Raw data below:

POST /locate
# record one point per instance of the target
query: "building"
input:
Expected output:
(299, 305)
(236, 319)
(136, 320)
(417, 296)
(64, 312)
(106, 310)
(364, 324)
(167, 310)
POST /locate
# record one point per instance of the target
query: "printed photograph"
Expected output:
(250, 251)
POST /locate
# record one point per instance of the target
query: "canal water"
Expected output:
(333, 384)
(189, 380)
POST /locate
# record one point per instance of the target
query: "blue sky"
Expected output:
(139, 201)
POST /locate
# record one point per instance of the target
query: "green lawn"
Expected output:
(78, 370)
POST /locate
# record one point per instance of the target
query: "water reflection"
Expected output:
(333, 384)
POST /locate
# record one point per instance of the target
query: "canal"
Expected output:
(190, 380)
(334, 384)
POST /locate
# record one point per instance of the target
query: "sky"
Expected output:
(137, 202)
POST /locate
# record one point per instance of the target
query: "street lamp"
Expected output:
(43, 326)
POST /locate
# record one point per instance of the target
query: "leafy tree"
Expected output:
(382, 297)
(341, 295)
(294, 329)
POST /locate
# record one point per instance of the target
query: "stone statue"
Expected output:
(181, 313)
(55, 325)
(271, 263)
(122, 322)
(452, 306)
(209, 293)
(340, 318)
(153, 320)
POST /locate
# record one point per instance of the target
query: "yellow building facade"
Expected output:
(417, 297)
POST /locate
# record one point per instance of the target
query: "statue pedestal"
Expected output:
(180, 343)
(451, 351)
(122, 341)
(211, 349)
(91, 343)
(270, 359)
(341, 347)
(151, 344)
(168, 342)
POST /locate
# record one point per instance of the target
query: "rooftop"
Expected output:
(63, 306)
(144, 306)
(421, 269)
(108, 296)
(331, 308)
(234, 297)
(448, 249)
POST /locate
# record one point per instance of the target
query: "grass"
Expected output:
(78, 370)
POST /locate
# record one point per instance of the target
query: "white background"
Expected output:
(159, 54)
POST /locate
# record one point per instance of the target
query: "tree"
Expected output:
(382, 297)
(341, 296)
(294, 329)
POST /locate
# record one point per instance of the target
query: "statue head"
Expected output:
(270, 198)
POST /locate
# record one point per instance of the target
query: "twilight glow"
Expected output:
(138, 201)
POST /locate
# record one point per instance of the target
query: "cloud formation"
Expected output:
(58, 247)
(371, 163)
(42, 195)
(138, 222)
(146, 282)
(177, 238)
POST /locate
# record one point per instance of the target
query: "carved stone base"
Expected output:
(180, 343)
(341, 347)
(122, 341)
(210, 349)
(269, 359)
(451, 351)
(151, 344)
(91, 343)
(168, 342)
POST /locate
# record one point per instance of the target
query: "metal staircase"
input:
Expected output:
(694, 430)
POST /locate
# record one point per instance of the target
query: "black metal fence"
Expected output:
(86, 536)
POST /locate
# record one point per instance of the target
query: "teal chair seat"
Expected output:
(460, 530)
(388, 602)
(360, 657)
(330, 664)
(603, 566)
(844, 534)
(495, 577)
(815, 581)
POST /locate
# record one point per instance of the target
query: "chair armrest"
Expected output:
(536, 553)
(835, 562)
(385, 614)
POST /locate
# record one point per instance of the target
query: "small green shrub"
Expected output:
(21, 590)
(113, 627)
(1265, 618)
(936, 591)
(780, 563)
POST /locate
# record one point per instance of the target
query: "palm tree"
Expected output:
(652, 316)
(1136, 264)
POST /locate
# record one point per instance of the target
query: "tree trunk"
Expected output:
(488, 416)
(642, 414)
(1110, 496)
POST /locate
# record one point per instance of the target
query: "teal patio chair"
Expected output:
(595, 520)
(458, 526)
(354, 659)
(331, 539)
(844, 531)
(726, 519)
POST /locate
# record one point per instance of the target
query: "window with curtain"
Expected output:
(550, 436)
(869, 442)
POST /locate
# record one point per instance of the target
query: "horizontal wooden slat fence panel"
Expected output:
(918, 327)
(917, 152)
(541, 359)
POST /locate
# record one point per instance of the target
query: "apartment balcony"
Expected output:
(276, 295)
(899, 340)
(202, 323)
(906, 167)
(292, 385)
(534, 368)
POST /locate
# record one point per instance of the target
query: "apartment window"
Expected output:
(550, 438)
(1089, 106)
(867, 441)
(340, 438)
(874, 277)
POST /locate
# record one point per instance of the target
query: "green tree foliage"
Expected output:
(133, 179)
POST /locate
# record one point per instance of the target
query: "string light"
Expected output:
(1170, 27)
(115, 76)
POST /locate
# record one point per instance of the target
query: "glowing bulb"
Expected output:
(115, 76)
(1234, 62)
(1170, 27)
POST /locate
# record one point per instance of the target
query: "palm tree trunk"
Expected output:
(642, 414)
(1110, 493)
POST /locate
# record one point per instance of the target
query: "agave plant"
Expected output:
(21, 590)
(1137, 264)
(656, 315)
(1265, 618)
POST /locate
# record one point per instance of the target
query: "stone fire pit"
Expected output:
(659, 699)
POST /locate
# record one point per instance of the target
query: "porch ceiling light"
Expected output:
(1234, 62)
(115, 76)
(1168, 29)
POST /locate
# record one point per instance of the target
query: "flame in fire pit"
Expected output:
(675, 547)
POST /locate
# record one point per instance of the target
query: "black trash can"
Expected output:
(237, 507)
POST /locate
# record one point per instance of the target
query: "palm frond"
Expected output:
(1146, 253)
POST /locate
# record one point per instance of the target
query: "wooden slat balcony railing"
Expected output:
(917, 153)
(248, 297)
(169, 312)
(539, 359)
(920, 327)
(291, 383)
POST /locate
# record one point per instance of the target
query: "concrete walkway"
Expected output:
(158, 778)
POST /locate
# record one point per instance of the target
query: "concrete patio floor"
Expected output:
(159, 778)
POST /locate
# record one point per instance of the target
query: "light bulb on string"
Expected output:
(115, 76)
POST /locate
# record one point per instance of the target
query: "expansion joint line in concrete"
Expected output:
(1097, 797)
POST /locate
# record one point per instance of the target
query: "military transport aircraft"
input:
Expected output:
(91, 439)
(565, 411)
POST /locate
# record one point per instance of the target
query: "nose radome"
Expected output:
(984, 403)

End of Raw data.

— Task brief —
All of the records must be retyped exactly as they are.

— Exercise output —
POST /locate
# record one point per instance of the target
query: "building"
input:
Expected output:
(299, 305)
(236, 319)
(136, 320)
(417, 296)
(64, 312)
(106, 310)
(364, 324)
(167, 310)
POST /locate
# record one point per instance of the target
query: "printed photograph"
Expected output:
(250, 251)
POST /locate
# record one point per instance of the target
query: "canal water"
Expected output:
(333, 384)
(189, 380)
POST /locate
# record one point per instance of the target
query: "blue sky"
Expected output:
(139, 201)
POST /locate
# record one point per instance of the target
query: "green lawn"
Expected output:
(78, 370)
POST /locate
# record one point per instance of the target
query: "water reflection"
Expected output:
(333, 384)
POST /locate
# record one point per instance of the target
query: "canal"
Expected output:
(190, 380)
(334, 384)
POST /locate
# record one point per instance of the target
query: "sky"
Expected output:
(137, 202)
POST /locate
# record one point per instance of the target
query: "street lamp"
Expected output:
(43, 326)
POST /locate
# record one point per instance of the target
query: "leafy tree"
Expected output:
(382, 297)
(341, 295)
(294, 329)
POST /locate
# record one point per instance of the target
query: "stone statue"
Expected output:
(181, 313)
(55, 325)
(271, 263)
(122, 322)
(452, 306)
(209, 293)
(340, 318)
(153, 320)
POST /locate
# record one point per instance of the target
query: "yellow building facade"
Expected output:
(417, 297)
POST /locate
# record one point per instance of the target
query: "statue pedestal"
Expected output:
(180, 343)
(451, 351)
(122, 341)
(211, 349)
(91, 343)
(270, 359)
(341, 347)
(151, 344)
(168, 342)
POST /locate
# record one point per instance of the target
query: "rooftop"
Expected output:
(63, 306)
(144, 306)
(421, 269)
(108, 296)
(331, 308)
(234, 297)
(448, 249)
POST /locate
# record one point per instance of the target
query: "grass"
Expected output:
(78, 370)
POST /locate
# record one point per instance of the target
query: "white background"
Expected output:
(159, 54)
POST /locate
# record one point per instance of the target
query: "tree"
Expected output:
(382, 297)
(341, 296)
(294, 329)
POST /locate
# record one point per instance of the target
query: "statue head"
Expected output:
(270, 198)
POST /locate
# record one point per instance of the target
query: "twilight glow"
Expected output:
(138, 201)
POST /locate
# record one point per instance of the target
query: "cloud formation"
Expected output:
(58, 247)
(371, 163)
(42, 195)
(138, 222)
(146, 282)
(177, 238)
POST /locate
# record one point per instance of the target
query: "carved stone base"
Expected output:
(180, 343)
(341, 347)
(122, 341)
(210, 349)
(269, 359)
(451, 351)
(151, 344)
(91, 343)
(168, 342)
POST /locate
# record one point per instance of the target
query: "metal staircase"
input:
Expected output:
(694, 430)
POST /locate
# record one point per instance of the target
query: "black metal fence"
Expected output:
(86, 536)
POST /locate
# record one point per instance of the target
query: "teal chair seat"
Expected output:
(460, 530)
(388, 602)
(360, 657)
(330, 664)
(603, 566)
(844, 534)
(495, 577)
(815, 581)
POST /locate
# record one point per instance of the target
query: "chair armrest"
Expected output:
(536, 553)
(835, 562)
(385, 614)
POST /locate
# record one point per instance of the target
query: "small green shrub"
Expected output:
(21, 590)
(113, 627)
(1265, 618)
(936, 591)
(780, 563)
POST /locate
# record one point per instance of the target
query: "palm tree"
Expected output:
(652, 316)
(1136, 264)
POST /locate
# record one point per instance of the target
query: "tree trunk"
Expected output:
(488, 416)
(642, 414)
(1110, 496)
POST /locate
# record one point per instance of the target
query: "teal patio chair"
Expected output:
(595, 520)
(458, 526)
(354, 659)
(331, 539)
(844, 531)
(726, 519)
POST /locate
# record one point per instance of the target
query: "window with curtain"
Expected output:
(550, 436)
(869, 442)
POST /locate
# record one point per instance of the target
query: "horizontal wooden slat fence panel"
Expected output:
(918, 327)
(917, 152)
(541, 359)
POST /locate
# record one point per instance of the target
query: "apartment balcony"
Expected output:
(276, 295)
(899, 340)
(202, 323)
(906, 167)
(292, 385)
(534, 368)
POST /locate
# record one point per instance of the target
query: "apartment window"
Expected output:
(550, 438)
(1089, 106)
(867, 441)
(340, 438)
(874, 277)
POST /locate
# record one point per instance of the target
query: "green tree foliage"
Expected output:
(133, 179)
POST /locate
# record one point per instance of the target
query: "string light"
Expected output:
(1170, 27)
(115, 76)
POST /locate
# record one point per instance of the target
query: "glowing bulb"
Expected output:
(115, 76)
(1234, 62)
(1170, 27)
POST /locate
# record one point per instance of the target
query: "palm tree trunk"
Expected output:
(642, 414)
(1110, 493)
POST /locate
# record one point per instance of the target
query: "agave plant"
Expected output:
(21, 590)
(1137, 264)
(656, 315)
(1265, 618)
POST /locate
# record one point per instance of the target
query: "stone fire pit"
Expected output:
(659, 699)
POST /locate
# record one point per instance of the target
query: "porch ceiling light"
Expected output:
(1234, 62)
(115, 76)
(1168, 29)
POST /locate
# record one point per instance of the target
query: "flame in fire pit"
Expected output:
(675, 547)
POST /locate
# record one point per instance of the target
query: "black trash can"
Expected output:
(237, 507)
POST /locate
# record one point per instance of the target
query: "palm frond"
Expected output:
(1146, 253)
POST /locate
# record one point per instance of the target
query: "wooden slat balcony railing"
Expected output:
(917, 153)
(248, 297)
(169, 312)
(539, 359)
(920, 327)
(291, 383)
POST /locate
# record one point per instance of the target
query: "concrete walkway"
Expected output:
(158, 778)
POST /locate
# record one point per instance of the target
query: "concrete patio floor"
Expected output:
(159, 778)
POST /locate
# record one point per instance of the target
query: "light bulb on string"
Expected output:
(115, 76)
POST /locate
# record one point per instance of the target
query: "expansion joint line in concrete"
Expected output:
(1097, 797)
POST /locate
# record one point per instance of the target
query: "military transport aircraft"
input:
Expected output:
(91, 439)
(565, 411)
POST /locate
# record one point per instance of the target
query: "nose radome"
Expected output:
(984, 403)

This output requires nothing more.